Start of AVAILABLE RECORDS

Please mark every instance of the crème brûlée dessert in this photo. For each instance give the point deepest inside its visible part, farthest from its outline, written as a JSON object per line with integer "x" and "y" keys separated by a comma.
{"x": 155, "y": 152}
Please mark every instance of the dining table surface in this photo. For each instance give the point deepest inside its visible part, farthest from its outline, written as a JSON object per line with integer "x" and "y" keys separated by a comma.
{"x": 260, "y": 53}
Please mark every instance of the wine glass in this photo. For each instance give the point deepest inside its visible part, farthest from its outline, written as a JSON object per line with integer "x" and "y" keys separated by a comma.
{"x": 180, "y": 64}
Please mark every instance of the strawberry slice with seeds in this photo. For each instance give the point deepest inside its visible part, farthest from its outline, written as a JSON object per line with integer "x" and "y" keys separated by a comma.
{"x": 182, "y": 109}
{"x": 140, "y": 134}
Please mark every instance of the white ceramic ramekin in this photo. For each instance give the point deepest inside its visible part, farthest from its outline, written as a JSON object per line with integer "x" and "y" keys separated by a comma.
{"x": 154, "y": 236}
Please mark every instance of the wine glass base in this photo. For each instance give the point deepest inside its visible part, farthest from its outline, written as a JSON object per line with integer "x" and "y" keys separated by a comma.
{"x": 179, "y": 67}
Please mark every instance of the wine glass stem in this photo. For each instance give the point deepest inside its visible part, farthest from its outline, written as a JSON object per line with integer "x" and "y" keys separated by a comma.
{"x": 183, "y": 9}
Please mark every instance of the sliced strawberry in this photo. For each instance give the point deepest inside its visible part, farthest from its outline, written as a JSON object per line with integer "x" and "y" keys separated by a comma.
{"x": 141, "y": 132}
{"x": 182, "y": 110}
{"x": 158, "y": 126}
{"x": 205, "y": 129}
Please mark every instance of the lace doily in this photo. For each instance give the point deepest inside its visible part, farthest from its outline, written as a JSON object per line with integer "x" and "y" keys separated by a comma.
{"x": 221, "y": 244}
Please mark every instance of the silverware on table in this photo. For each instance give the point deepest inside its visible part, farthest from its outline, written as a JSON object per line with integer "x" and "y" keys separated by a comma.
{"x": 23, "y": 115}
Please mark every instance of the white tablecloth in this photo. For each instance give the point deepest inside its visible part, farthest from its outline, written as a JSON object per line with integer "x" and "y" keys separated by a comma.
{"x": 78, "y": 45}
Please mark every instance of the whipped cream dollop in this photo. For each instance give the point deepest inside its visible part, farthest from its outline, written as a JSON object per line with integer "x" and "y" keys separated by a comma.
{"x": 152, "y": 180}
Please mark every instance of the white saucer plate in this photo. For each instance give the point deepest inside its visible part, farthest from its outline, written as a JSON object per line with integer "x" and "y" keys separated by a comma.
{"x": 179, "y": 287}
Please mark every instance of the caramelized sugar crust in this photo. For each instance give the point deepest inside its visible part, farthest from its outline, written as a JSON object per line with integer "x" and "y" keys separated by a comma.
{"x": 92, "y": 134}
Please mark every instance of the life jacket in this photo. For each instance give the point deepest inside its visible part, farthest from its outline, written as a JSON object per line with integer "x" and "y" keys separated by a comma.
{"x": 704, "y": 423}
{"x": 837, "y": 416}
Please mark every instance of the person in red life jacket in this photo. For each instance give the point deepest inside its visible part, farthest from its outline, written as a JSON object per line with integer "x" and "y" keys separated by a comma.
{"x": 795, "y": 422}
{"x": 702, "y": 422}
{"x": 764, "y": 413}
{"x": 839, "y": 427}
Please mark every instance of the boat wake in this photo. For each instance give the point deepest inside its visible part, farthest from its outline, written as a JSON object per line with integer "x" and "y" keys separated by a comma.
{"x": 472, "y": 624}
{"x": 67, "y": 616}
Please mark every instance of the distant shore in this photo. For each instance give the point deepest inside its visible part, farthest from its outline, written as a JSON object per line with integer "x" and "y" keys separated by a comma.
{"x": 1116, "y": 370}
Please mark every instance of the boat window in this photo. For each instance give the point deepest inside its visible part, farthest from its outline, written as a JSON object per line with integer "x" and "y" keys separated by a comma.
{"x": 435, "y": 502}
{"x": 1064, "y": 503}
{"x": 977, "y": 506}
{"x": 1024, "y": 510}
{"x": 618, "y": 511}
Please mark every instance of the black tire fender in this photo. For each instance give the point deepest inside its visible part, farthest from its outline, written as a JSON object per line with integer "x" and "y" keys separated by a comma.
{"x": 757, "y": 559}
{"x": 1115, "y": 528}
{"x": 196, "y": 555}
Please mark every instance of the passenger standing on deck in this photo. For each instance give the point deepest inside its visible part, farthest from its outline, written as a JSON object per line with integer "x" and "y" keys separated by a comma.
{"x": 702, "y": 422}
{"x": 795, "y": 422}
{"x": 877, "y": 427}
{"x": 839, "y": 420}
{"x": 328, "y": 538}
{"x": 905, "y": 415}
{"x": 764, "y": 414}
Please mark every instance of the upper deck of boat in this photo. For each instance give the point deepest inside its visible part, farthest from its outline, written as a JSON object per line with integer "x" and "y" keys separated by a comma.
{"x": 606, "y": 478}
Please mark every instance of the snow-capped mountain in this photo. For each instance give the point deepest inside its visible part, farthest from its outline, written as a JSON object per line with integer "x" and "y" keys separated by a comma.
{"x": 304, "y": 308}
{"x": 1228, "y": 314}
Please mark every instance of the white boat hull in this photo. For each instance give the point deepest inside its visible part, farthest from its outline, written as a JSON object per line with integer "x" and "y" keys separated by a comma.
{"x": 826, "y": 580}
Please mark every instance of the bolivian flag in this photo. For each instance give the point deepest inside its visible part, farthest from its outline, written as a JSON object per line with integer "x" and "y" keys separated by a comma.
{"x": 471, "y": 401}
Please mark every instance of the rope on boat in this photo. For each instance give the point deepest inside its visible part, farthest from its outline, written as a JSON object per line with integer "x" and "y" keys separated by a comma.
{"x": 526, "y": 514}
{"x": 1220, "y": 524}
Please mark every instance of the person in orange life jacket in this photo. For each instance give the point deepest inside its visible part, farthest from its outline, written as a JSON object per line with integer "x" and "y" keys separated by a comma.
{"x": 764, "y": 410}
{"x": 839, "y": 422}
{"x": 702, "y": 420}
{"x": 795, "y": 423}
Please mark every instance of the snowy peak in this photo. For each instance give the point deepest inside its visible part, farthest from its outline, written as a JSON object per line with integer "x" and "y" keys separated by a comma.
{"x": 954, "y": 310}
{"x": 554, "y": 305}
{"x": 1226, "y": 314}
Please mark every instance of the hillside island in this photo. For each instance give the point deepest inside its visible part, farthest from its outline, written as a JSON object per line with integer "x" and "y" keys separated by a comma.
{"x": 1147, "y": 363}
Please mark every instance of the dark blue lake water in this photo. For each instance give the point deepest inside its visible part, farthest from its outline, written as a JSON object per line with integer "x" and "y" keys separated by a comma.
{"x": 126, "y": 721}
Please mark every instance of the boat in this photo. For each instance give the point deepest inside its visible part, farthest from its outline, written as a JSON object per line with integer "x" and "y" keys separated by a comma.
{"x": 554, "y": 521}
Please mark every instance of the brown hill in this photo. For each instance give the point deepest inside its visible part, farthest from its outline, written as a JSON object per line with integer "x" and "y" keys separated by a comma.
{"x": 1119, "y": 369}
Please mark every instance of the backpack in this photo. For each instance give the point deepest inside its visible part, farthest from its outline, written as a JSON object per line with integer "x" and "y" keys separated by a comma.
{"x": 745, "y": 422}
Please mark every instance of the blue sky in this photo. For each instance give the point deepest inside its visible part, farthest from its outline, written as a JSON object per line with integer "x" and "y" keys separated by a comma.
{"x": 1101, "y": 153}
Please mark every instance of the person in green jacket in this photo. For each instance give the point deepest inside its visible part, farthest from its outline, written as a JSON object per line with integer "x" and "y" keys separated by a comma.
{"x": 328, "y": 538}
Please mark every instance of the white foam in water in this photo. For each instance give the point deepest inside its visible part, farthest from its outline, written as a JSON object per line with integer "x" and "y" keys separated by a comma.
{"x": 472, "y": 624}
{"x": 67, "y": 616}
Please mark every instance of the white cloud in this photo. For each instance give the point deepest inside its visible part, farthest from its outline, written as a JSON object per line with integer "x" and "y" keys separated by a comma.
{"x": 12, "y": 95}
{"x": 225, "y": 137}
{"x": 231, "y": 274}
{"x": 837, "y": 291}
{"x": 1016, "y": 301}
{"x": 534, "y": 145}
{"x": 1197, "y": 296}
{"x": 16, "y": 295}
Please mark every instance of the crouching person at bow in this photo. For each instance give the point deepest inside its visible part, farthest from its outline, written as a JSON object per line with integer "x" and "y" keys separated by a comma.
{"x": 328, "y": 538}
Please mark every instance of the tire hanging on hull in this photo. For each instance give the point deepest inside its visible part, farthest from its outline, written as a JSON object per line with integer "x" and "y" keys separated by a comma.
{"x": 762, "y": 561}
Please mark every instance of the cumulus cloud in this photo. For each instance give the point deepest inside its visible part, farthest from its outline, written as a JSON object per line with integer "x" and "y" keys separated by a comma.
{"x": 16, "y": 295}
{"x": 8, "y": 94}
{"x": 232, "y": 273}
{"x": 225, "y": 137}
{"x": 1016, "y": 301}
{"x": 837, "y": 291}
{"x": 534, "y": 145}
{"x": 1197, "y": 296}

End of AVAILABLE RECORDS

Only the lines from the one containing "Please mark every instance of the cumulus" through the last line of the material belong in your answer; output them exactly.

__RESPONSE AREA__.
Please mark every instance of the cumulus cloud in this photo. For each instance give the point deepest inside its visible part, farthest from its outline, written as a JSON object per line with integer "x" and "y" keys separated by a comma.
{"x": 16, "y": 295}
{"x": 8, "y": 94}
{"x": 232, "y": 273}
{"x": 225, "y": 137}
{"x": 1016, "y": 301}
{"x": 837, "y": 291}
{"x": 534, "y": 145}
{"x": 1197, "y": 296}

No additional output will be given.